> Your task: Set down exactly the lines below, from the one containing "woman in navy" through the final line, and include no others.

> Data shown:
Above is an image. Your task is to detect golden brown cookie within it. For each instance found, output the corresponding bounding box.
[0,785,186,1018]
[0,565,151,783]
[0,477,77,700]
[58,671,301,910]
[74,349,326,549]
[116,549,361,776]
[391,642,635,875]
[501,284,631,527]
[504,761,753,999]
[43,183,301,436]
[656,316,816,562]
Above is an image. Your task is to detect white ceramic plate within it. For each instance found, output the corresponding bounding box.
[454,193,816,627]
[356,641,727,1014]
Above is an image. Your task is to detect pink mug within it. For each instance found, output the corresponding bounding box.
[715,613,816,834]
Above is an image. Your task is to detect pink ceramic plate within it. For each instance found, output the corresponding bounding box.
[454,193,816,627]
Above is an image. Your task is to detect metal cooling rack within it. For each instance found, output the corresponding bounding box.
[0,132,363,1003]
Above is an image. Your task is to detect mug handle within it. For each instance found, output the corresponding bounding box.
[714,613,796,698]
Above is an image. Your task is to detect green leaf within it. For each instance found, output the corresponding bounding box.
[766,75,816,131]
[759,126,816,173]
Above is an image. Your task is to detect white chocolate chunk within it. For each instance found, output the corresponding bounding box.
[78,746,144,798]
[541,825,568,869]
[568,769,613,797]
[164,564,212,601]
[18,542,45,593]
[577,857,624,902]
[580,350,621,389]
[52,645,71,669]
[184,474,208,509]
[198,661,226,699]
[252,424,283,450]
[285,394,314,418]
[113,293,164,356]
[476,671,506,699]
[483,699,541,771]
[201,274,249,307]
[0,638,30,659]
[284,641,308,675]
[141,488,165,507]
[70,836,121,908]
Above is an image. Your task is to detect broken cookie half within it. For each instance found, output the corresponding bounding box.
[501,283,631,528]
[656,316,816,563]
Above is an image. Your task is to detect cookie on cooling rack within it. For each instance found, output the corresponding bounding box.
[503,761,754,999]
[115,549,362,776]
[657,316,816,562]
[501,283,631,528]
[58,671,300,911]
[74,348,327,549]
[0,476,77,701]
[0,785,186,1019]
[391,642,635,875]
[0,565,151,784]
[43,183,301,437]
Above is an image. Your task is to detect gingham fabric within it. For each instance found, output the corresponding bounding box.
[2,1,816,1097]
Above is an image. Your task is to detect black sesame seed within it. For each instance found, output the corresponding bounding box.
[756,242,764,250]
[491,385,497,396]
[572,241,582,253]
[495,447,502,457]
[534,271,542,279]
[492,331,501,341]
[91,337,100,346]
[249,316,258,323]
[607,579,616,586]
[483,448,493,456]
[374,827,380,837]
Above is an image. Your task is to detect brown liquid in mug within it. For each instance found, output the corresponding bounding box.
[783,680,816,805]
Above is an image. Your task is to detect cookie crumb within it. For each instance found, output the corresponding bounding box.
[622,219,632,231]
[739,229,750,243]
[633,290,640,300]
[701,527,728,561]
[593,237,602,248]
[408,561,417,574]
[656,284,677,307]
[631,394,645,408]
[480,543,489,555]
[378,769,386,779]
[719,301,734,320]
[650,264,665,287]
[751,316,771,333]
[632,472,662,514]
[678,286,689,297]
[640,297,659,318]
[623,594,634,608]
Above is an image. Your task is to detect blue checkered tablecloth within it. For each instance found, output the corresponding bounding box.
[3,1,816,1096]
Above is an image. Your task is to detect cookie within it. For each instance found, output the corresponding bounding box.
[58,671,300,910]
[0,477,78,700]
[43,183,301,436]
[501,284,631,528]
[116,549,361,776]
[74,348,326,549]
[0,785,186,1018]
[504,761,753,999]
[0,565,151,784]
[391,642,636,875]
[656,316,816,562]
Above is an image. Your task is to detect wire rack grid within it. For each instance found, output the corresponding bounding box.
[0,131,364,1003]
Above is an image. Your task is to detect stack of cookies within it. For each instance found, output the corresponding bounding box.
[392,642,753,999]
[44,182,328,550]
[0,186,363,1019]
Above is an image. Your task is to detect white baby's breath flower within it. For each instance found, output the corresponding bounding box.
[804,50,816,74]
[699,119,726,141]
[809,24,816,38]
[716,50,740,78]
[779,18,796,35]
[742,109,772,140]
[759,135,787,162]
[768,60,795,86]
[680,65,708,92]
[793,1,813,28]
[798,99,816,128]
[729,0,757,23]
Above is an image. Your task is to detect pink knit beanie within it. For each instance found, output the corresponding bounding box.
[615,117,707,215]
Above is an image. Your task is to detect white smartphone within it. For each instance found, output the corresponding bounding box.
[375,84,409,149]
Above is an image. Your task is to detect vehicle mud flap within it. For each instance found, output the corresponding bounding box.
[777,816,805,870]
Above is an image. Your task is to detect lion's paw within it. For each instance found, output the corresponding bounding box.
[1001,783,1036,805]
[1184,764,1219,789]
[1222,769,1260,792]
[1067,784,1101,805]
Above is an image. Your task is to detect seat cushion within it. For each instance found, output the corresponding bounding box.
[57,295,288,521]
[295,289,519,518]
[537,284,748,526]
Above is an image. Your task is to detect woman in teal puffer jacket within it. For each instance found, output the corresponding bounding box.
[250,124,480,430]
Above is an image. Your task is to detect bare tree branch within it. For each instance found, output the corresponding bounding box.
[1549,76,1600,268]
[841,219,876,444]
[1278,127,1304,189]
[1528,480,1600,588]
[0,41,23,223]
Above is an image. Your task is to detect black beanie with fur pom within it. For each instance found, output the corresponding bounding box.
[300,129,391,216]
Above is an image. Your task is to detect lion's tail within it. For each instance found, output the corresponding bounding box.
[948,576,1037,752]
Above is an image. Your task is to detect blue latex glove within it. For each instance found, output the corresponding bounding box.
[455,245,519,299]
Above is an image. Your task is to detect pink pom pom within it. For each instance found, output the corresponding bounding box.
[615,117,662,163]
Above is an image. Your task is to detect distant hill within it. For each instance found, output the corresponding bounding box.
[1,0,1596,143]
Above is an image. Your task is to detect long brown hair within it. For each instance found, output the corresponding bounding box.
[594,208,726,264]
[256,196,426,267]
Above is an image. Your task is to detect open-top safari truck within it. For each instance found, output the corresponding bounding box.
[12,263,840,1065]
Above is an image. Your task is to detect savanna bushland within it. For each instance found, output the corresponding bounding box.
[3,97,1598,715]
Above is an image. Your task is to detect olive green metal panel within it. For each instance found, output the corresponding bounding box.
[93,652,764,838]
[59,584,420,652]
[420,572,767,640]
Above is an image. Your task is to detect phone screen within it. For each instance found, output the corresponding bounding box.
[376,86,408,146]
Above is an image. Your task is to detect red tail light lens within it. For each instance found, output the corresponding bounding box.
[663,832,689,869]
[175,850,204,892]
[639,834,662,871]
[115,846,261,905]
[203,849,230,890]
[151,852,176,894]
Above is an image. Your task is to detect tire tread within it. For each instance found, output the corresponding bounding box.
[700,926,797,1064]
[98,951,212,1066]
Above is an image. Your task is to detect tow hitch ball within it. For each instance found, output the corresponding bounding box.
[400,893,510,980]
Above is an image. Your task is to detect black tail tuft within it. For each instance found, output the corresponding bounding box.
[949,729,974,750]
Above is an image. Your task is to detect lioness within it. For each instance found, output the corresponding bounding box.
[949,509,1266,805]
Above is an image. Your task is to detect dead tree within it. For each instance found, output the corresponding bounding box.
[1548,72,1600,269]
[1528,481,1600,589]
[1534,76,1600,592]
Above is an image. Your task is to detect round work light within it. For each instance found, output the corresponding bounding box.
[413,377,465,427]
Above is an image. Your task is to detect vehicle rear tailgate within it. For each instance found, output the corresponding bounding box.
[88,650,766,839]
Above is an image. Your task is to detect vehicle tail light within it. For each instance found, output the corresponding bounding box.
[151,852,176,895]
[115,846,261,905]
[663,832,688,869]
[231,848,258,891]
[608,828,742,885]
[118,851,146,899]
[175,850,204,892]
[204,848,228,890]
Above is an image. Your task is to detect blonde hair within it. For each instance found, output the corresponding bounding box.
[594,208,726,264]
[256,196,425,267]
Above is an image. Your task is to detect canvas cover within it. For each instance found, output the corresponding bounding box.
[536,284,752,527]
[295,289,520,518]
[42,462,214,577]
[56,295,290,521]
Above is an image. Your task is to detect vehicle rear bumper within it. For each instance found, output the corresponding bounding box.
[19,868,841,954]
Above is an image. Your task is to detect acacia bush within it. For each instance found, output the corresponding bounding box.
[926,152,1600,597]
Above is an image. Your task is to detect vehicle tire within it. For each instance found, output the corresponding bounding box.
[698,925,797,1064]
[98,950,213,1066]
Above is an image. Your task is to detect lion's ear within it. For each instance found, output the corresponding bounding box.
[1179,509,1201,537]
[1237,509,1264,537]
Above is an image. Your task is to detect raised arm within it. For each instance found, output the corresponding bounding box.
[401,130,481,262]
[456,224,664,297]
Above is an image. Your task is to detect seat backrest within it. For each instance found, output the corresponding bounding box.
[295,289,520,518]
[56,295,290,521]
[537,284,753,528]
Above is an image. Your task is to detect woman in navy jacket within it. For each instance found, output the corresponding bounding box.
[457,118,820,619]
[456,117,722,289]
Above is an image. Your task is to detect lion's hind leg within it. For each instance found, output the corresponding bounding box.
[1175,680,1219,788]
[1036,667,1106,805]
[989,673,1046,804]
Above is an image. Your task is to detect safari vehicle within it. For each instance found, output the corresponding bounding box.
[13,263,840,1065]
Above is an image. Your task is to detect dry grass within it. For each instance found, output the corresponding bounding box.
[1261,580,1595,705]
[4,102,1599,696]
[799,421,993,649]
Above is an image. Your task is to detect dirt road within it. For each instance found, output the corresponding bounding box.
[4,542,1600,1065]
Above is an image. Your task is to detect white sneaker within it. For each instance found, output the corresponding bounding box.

> Result:
Above is an image. Your task is to detect woman in navy jacket within it. For each instance found, output the corresponding bounding box.
[457,118,820,619]
[456,117,722,289]
Above is an image. Your task is to detect lion's hind leg within it. For each instance found, output the corresponding bounding box.
[1175,680,1219,788]
[1036,667,1106,805]
[989,673,1046,804]
Above is an image. Your task is to detect safari vehicle within it. For each instance found, output the corresponding bounding box.
[13,263,840,1065]
Above is an image. Your task is to detect dry grass within it. For each instance found, output the corresponding bounding box.
[1261,580,1595,705]
[4,102,1599,696]
[799,421,993,649]
Above is an image. Your task is to detect dirt road within it. For each instance found, output the corresponding bounding box.
[4,542,1600,1065]
Above is an image. Your task is to detect white sneaker within it. For each instance found, output the corresponding bounding box.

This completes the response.